**ROWS:**
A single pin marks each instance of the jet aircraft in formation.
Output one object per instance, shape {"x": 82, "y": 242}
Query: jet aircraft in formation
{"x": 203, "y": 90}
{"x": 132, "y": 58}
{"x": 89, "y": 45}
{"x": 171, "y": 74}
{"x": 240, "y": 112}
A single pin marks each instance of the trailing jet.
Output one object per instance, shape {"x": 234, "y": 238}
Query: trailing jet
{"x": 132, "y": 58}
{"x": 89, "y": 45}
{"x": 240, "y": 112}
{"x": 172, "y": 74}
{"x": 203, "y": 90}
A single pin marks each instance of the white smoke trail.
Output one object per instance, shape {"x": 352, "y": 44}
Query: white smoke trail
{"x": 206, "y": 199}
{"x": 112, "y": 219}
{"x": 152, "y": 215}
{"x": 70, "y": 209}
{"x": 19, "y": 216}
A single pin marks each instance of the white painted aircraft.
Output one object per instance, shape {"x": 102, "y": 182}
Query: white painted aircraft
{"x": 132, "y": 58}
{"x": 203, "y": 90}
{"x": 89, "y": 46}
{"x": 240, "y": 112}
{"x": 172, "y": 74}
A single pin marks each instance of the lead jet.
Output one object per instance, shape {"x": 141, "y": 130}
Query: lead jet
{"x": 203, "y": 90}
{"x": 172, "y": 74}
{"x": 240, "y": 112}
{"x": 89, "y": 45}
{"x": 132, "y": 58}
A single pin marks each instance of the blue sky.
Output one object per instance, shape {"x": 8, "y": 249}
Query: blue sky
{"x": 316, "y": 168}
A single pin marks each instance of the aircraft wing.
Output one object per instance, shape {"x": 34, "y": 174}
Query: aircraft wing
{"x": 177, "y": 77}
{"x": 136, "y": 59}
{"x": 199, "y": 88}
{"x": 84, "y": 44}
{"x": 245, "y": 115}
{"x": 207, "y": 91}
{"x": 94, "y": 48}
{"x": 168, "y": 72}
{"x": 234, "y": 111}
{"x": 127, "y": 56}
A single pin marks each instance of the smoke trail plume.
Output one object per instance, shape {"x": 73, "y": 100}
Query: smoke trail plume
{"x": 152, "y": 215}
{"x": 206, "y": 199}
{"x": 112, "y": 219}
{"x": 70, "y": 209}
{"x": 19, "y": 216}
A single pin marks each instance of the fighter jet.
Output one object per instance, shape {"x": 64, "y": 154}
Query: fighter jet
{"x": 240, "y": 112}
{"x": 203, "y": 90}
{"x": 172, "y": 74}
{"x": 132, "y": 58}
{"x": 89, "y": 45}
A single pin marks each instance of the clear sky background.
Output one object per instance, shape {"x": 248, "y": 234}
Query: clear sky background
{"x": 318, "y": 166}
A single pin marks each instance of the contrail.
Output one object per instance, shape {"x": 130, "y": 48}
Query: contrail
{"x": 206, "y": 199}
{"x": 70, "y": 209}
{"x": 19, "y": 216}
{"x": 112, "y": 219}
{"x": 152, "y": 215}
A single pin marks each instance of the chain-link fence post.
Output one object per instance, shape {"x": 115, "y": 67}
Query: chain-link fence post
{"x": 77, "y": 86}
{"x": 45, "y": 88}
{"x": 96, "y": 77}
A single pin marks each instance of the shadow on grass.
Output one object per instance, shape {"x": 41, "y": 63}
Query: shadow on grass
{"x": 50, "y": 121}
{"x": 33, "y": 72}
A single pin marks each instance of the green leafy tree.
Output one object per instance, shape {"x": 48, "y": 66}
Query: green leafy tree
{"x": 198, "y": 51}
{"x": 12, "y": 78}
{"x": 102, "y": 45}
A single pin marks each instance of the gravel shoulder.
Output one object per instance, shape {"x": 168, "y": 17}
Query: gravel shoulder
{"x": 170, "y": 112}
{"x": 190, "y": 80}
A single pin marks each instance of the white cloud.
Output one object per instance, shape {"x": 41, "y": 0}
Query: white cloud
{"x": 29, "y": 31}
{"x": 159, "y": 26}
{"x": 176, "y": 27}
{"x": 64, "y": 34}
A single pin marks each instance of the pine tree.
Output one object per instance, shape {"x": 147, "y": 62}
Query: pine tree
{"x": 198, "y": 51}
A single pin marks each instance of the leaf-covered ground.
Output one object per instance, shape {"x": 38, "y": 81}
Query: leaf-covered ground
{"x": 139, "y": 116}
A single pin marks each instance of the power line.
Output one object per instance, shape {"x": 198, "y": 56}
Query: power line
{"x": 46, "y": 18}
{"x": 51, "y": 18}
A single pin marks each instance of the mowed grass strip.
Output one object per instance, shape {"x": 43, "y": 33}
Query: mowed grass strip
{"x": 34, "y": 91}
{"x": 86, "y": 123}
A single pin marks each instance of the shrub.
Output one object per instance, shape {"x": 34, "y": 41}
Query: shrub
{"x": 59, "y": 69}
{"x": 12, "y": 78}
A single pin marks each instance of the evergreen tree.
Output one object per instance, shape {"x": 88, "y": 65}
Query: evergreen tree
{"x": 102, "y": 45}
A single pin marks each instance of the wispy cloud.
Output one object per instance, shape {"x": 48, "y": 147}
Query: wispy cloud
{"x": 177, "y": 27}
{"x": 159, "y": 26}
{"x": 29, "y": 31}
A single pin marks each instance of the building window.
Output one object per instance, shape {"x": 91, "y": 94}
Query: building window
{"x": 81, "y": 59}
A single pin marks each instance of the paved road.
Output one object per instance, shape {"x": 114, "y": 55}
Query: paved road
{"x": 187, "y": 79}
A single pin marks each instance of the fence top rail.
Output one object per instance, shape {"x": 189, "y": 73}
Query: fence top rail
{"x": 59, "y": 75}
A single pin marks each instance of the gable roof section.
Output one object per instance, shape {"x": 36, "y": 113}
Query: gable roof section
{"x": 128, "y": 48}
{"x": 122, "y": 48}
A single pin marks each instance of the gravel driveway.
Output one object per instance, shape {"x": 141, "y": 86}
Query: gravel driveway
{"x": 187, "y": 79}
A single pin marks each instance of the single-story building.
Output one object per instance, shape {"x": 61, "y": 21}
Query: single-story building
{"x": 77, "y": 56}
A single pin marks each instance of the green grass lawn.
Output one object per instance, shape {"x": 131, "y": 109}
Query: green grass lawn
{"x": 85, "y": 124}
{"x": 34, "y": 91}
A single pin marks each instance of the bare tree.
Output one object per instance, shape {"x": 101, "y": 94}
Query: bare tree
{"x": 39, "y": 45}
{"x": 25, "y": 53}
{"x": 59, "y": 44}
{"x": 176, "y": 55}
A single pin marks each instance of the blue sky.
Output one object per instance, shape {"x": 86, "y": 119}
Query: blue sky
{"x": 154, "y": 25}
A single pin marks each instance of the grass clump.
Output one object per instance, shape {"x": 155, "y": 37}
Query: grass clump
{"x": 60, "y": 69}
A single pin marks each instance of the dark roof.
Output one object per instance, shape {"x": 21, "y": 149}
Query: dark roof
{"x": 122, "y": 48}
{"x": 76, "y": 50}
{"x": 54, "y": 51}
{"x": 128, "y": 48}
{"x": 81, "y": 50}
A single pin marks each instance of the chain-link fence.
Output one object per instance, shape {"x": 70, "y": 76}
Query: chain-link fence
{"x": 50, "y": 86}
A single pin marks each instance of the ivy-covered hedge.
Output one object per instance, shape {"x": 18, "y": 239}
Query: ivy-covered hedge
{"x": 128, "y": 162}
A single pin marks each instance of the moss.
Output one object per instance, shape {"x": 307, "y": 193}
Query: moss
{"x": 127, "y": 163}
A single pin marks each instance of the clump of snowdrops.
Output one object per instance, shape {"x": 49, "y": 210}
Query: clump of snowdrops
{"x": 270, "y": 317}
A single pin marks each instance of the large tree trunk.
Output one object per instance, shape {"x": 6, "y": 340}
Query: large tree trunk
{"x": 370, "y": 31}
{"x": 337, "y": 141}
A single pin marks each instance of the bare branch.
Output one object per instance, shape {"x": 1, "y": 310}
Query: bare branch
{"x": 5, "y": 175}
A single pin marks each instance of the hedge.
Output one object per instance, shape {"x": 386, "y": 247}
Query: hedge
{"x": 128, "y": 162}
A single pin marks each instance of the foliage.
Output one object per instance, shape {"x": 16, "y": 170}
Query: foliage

**GIVEN INSTRUCTION:**
Recast the records as a numbered list, leaving out blank lines, starting with the line that contains "A single pin marks each instance of the bare branch." and going on through the end of the records.

**CORRECT RESPONSE:**
1. A single pin marks each instance of the bare branch.
2. Output one object per instance, shape {"x": 1, "y": 310}
3. Query: bare branch
4. {"x": 5, "y": 175}
5. A single pin marks each instance of the hedge.
6. Output one object per instance, shape {"x": 386, "y": 247}
7. Query: hedge
8. {"x": 128, "y": 162}
9. A single pin marks each instance of the foliage.
10. Output one object per instance, shape {"x": 16, "y": 170}
11. Query: foliage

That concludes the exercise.